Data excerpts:
........

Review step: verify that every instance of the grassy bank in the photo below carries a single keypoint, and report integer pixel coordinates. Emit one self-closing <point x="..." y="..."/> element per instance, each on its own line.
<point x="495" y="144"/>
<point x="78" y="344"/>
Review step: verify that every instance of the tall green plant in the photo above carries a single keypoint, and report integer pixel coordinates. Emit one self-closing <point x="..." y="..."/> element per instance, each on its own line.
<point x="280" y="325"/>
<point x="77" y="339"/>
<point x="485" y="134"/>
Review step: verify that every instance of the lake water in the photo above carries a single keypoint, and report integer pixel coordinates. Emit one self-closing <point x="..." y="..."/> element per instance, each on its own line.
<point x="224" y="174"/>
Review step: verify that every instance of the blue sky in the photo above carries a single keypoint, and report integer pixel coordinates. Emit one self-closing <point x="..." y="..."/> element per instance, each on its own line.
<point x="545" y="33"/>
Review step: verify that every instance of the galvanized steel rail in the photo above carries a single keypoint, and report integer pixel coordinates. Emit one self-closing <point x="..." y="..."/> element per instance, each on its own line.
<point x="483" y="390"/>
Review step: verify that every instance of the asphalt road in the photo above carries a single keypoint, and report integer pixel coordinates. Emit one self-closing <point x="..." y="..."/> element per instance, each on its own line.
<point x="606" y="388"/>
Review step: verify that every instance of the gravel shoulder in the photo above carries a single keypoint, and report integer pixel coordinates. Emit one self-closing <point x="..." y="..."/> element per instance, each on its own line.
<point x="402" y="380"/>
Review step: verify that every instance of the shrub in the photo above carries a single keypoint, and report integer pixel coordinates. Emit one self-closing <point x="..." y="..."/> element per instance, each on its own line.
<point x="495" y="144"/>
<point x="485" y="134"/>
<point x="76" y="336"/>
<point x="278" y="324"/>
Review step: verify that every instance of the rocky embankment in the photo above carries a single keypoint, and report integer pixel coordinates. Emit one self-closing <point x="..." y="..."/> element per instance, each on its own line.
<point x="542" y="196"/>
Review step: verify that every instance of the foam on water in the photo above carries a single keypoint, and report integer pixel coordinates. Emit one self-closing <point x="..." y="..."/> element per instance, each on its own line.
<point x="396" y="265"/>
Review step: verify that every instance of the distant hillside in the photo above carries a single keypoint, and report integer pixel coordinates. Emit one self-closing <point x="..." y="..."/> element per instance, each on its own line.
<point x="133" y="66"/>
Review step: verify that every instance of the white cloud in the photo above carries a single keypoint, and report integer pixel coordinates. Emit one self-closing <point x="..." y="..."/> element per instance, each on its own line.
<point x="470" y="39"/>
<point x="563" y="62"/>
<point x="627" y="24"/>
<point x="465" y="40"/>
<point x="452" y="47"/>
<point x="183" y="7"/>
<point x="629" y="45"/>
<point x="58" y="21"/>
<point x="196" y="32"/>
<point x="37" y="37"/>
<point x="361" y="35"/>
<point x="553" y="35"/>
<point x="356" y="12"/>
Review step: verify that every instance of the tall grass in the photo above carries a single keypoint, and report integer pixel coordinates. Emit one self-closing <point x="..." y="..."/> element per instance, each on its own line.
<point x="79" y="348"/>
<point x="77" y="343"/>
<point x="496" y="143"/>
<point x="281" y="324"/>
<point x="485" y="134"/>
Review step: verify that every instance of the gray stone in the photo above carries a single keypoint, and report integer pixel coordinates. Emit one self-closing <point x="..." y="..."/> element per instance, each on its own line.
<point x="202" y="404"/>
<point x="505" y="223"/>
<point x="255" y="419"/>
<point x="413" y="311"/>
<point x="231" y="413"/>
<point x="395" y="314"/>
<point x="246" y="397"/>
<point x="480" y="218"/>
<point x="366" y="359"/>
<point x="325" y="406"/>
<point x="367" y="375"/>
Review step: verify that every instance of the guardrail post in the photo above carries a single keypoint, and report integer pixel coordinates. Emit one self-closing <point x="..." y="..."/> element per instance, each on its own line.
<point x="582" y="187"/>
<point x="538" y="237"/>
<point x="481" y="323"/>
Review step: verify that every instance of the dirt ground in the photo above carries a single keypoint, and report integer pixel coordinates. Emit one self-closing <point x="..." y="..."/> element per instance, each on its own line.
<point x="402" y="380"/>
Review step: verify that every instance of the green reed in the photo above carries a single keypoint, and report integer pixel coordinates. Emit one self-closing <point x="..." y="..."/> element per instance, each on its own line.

........

- WHAT IS EXPECTED -
What's wanted is each line above, transcribed with nothing altered.

- SOLUTION TO THIS PROBLEM -
Review step: verify that every instance of the grassy bank in the photo below carries a single keypoint, and report integer pixel coordinates. Emit one self-closing <point x="..." y="..."/> element per instance, each on its own line.
<point x="495" y="144"/>
<point x="78" y="344"/>
Review step: verify that every instance of the tall green plant in the photo above carries a single keypoint, and report integer pixel coordinates. Emit one self-closing <point x="..." y="..."/> element per instance, each on its own line.
<point x="280" y="325"/>
<point x="77" y="339"/>
<point x="485" y="134"/>
Review step: verify that every instance of the lake water in the photo above carries a single keypoint, and report integer pixel coordinates. Emit one self-closing <point x="..." y="..."/> element per instance, each on its own line.
<point x="224" y="174"/>
Review step: verify that every instance of the blue sky in the photo above carries a single keypoint, and report integer pixel coordinates. Emit one self-closing <point x="..." y="..."/> element per instance, each on its own line.
<point x="545" y="33"/>
Review step: verify that every instance of the galvanized steel rail in the photo above carries a single keypoint, and report integer pixel coordinates. Emit one self-closing <point x="..." y="..."/> element per instance, each on its own line.
<point x="483" y="390"/>
Review step: verify that every instance of the asphalt road in the photo above carries a single keypoint, and report integer pixel coordinates. Emit one self-closing <point x="..." y="..."/> element per instance, each on its own line.
<point x="606" y="388"/>
Review step: verify that every instance of the gravel shoulder in the photo above carries a single keypoint, and report integer pixel coordinates. Emit one self-closing <point x="..." y="..."/> element per instance, each on its own line.
<point x="402" y="380"/>
Review step: verify that every instance of the shrub in the photo above carries a single keypoint, and report integer pixel coordinates. Emit one self-closing <point x="..." y="..."/> element per instance, each on its own line.
<point x="495" y="144"/>
<point x="485" y="134"/>
<point x="76" y="336"/>
<point x="278" y="324"/>
Review step: verify that every instance of the rocky embankment in the photo above carries a single keypoint, and report integer pixel coordinates. Emit one self-closing <point x="..." y="..."/> element per instance, each on its own line.
<point x="542" y="196"/>
Review step: verify that every instance of the foam on water in the photo above carries a single keypoint, and report integer pixel coordinates. Emit one self-closing <point x="..." y="..."/> element per instance, each on its own line.
<point x="396" y="265"/>
Review step: verify that every instance of the distant hillside in the photo above carries a single keypoint, and report integer pixel coordinates. Emit one self-closing <point x="..." y="..."/> element per instance, each on its own line.
<point x="133" y="66"/>
Review step: verify that every instance of the white cloud in the photo above carries a single keypoint, and report integer pixel coordinates. Emit one self-closing <point x="..." y="..."/> element per instance, each on its own line.
<point x="470" y="39"/>
<point x="563" y="62"/>
<point x="627" y="24"/>
<point x="465" y="40"/>
<point x="452" y="47"/>
<point x="183" y="7"/>
<point x="629" y="45"/>
<point x="58" y="21"/>
<point x="196" y="32"/>
<point x="37" y="37"/>
<point x="361" y="35"/>
<point x="553" y="35"/>
<point x="356" y="12"/>
Review step: verify that every instance of the tall grass in the photo above carries a single keypoint, and report integer pixel coordinates. Emit one self-closing <point x="..." y="..."/> element per instance, each on its own line.
<point x="79" y="348"/>
<point x="77" y="343"/>
<point x="496" y="143"/>
<point x="281" y="324"/>
<point x="485" y="134"/>
Review step: verify that every instance of the gray stone in the photo above carries a single keypoint, and report integer pixel coordinates. Emit one self-closing <point x="..." y="..."/> element per instance, each on its own line.
<point x="202" y="404"/>
<point x="505" y="223"/>
<point x="255" y="419"/>
<point x="413" y="311"/>
<point x="231" y="413"/>
<point x="395" y="314"/>
<point x="246" y="397"/>
<point x="480" y="218"/>
<point x="366" y="359"/>
<point x="325" y="406"/>
<point x="367" y="375"/>
Review step: verify that every instance of the guardrail post in the photo above carries a single keypoint, and report integer pixel coordinates. Emit one self-closing <point x="..." y="..."/> element per instance, each on its own line.
<point x="582" y="187"/>
<point x="538" y="237"/>
<point x="481" y="323"/>
Review step: verify that every instance of the dirt ground in the photo above carries a single keypoint, and report integer pixel coordinates. Emit one self-closing <point x="..." y="..."/> element per instance, each on its own line.
<point x="402" y="380"/>
Review step: verify that every instance of the green reed in the photo above carries a single keypoint, and report integer pixel coordinates. Emit one self-closing <point x="..." y="..."/> element per instance, each on its own line.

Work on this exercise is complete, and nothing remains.